**Excerpted text:**
┌──

# New Orchestra in Louisville, Kentucky - We Need Support!



## bencrouch (Sep 10, 2017)

The Kentuckiana Philharmonic Orchestra is a brand-new orchestra in Louisville, Kentucky. We are currently looking for support from people who also love classical music to help us pay for things like:


Insurance
Music Printing
Rental of Performance and Rehersal Venues
Other Supplies
If you would be willing to make a donation to us, it will be tax-deductible, and we will send you an email receipt to you for your tax records.
We hope we can count on your support! Thanks so much for your consideration; if you would like to read more about our organization, you can read about us on our website: 
kentuckianaphil.org. To donate, visit kentuckianaphil.org/donate.


----------



## vsm (Aug 26, 2017)

I'll be happy to give you a free Membership on Virtual Sheet Music. Please, PM me if interested.


----------



## Pugg (Aug 8, 2014)

I do support my own town Orchestra as member, the closet to home if the fondest I guess.


----------



## Triplets (Sep 4, 2014)

Is the Louisville Orchestra, the one that used to realize all those new music recordings, still in business?


----------



## bencrouch (Sep 10, 2017)

Triplets said:


> Is the Louisville Orchestra, the one that used to realize all those new music recordings, still in business?


Absolutely! They are now under the direction of a very fine conductor named Teddy Abrams.


----------

└──

**The tasks:**
**1.** Answer these about the orchestra forum thread:
(a) At what web address can people donate to the new orchestra?
(b) What does vsm offer to give?
(c) Who directs the Louisville Orchestra now?
**2.** Copy the orchestra forum thread word for word from "# New Orchestra" to "your tax records.".

**Raw records:**
┌──

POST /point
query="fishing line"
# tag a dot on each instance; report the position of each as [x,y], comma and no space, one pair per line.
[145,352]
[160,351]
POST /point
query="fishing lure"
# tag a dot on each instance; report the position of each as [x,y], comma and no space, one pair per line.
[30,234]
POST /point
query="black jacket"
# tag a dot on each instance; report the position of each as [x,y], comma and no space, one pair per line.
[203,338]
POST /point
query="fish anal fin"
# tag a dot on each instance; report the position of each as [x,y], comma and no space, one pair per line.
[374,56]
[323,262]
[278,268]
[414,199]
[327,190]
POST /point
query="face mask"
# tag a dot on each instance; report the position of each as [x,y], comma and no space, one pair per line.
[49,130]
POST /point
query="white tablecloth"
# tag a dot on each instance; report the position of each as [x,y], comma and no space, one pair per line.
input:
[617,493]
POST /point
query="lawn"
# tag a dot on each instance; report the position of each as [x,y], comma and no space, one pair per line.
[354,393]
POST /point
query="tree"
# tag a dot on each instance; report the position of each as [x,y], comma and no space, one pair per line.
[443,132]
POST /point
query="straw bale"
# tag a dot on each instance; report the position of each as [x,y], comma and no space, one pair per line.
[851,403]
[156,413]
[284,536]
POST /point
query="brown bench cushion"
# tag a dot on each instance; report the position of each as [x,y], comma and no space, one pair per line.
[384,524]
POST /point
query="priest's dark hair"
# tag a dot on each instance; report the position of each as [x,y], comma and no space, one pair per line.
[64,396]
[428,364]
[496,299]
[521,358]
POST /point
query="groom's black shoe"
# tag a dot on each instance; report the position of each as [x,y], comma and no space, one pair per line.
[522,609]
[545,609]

└──

**Task results:**
**1.**
(a) kentuckianaphil.org/donate
(b) A free Membership on Virtual Sheet Music
(c) Teddy Abrams

**2.**
# New Orchestra in Louisville, Kentucky - We Need Support!



## bencrouch (Sep 10, 2017)

The Kentuckiana Philharmonic Orchestra is a brand-new orchestra in Louisville, Kentucky. We are currently looking for support from people who also love classical music to help us pay for things like:


Insurance
Music Printing
Rental of Performance and Rehersal Venues
Other Supplies
If you would be willing to make a donation to us, it will be tax-deductible, and we will send you an email receipt to you for your tax records.